Work to complete:
Look for the line containing "Would you mind pointing out the picture" in the listing below. Retype that line and every subsequent line through the last one, and only those.

:: Material shown

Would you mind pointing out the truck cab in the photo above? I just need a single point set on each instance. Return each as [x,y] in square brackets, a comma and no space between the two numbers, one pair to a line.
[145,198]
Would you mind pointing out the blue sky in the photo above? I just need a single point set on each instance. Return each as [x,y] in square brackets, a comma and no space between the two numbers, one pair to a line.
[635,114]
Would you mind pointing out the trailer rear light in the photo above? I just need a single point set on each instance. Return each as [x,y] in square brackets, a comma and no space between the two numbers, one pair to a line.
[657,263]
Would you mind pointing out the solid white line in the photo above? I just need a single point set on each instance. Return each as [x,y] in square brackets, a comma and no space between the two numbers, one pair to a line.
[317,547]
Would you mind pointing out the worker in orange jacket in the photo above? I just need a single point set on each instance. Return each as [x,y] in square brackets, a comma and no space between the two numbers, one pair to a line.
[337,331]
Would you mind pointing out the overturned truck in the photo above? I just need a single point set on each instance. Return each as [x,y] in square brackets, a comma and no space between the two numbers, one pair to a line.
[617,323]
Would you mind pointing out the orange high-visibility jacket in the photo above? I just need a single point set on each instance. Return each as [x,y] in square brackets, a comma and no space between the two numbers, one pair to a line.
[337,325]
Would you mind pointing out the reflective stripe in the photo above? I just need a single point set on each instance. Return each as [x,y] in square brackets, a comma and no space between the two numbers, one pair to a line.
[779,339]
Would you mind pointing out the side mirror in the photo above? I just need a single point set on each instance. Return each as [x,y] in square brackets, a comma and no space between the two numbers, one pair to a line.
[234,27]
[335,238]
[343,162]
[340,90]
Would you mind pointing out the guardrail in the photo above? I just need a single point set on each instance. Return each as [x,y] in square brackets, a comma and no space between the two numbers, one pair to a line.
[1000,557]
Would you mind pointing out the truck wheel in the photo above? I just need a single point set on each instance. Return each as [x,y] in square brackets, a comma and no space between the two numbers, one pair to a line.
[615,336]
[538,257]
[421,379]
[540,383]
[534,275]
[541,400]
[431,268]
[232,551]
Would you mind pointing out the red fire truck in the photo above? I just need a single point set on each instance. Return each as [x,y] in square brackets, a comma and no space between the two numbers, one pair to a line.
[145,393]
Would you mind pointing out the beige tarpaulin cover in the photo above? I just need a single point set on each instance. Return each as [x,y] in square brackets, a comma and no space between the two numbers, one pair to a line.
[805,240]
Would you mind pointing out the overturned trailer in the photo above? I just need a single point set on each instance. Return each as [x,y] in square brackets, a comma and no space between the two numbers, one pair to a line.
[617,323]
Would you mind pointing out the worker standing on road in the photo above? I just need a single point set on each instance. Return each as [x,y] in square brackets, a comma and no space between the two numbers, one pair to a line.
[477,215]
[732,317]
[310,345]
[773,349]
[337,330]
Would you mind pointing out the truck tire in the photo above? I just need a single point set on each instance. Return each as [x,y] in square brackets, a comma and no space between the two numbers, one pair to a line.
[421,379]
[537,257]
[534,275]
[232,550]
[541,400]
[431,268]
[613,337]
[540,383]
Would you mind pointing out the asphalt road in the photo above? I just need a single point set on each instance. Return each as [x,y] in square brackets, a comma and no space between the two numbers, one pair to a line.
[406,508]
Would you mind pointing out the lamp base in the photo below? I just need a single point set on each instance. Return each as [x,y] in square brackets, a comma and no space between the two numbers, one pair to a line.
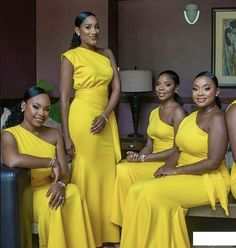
[135,135]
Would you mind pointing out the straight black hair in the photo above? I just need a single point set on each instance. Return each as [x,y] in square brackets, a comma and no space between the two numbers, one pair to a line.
[214,79]
[75,41]
[175,77]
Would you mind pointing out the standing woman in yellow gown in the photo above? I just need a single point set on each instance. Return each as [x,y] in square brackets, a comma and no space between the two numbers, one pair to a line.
[89,124]
[231,125]
[194,175]
[58,208]
[163,125]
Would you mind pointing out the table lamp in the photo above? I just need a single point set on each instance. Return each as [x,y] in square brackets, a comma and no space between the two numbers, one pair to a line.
[135,82]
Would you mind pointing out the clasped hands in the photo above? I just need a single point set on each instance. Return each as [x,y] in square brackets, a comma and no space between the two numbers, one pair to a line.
[98,124]
[133,157]
[165,171]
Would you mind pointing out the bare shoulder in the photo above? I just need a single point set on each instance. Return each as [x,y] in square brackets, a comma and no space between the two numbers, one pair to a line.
[217,117]
[106,52]
[178,111]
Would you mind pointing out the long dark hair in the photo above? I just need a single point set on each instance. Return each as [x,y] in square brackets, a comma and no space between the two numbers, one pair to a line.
[17,116]
[214,79]
[175,77]
[75,41]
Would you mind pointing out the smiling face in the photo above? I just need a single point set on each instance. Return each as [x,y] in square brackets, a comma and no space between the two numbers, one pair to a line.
[36,110]
[88,32]
[204,92]
[165,87]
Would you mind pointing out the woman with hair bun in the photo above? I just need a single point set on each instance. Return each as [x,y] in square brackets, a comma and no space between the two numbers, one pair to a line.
[89,125]
[163,125]
[58,207]
[231,125]
[194,175]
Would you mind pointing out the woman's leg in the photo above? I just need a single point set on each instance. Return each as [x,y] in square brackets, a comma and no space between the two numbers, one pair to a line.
[67,226]
[155,211]
[127,175]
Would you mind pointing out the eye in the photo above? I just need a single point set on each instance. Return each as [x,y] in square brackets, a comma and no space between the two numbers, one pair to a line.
[35,106]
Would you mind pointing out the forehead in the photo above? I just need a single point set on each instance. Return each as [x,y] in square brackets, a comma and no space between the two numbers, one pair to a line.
[165,77]
[203,80]
[90,20]
[42,99]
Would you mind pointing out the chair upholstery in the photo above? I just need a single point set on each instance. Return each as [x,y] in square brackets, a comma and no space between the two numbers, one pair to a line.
[16,208]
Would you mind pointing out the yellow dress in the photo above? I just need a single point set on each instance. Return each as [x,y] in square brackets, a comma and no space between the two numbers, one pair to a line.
[93,168]
[129,173]
[233,169]
[155,210]
[68,226]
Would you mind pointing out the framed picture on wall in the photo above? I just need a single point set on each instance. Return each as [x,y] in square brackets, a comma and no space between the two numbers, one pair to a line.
[224,46]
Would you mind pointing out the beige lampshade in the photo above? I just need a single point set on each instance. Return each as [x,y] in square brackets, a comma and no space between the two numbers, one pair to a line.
[136,80]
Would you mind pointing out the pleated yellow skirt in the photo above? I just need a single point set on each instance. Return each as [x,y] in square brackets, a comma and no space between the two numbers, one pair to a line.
[233,179]
[155,211]
[127,175]
[66,227]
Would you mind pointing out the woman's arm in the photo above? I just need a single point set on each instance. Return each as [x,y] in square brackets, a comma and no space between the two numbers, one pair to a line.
[100,121]
[12,158]
[65,87]
[231,126]
[217,146]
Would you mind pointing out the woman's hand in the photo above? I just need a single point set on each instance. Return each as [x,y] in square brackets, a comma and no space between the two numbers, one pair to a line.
[165,171]
[57,193]
[133,157]
[69,147]
[56,170]
[98,124]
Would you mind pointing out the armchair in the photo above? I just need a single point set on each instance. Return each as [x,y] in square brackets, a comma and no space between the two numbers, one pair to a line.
[16,208]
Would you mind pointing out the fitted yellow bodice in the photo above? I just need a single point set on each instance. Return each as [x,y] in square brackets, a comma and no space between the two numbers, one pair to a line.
[161,133]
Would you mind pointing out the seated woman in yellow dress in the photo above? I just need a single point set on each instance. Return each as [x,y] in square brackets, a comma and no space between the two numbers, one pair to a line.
[231,125]
[58,207]
[194,175]
[163,124]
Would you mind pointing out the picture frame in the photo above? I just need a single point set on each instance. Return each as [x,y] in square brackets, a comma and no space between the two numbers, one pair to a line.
[224,46]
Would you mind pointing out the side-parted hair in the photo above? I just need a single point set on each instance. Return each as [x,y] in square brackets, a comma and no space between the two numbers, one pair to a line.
[17,116]
[75,41]
[214,79]
[175,77]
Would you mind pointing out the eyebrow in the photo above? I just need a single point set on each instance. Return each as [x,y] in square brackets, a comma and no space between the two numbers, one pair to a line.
[40,104]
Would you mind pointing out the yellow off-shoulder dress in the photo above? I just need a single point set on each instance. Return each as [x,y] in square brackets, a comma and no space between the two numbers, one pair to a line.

::::

Response:
Would you mind pointing out the picture frame in the photo above? I just need a single point set on each instance. Return each as [x,y] in square brackets, a comma and no space between the two numbers, one pair to a line.
[224,46]
Would you mind pointing out the side-parted hair in the photo above? I just need a single point set on each instance. Return each as [x,y] in square brackets, a comma and no space between the two numbers, one pair to a line.
[17,116]
[75,41]
[214,79]
[175,77]
Would you mind pointing out the eyebrow in the photo above? I just need a single point set on each instance. Return each as [x,y] in square brackets, a comma and no space between the two numbers, one pair to a line.
[40,104]
Would you mind pointing out the yellow off-shoulder dress in the photo above? I just need a single point set on each instance. Return each as [x,y] in square brackets, a comma and no space between the two numbers, one pair to a line.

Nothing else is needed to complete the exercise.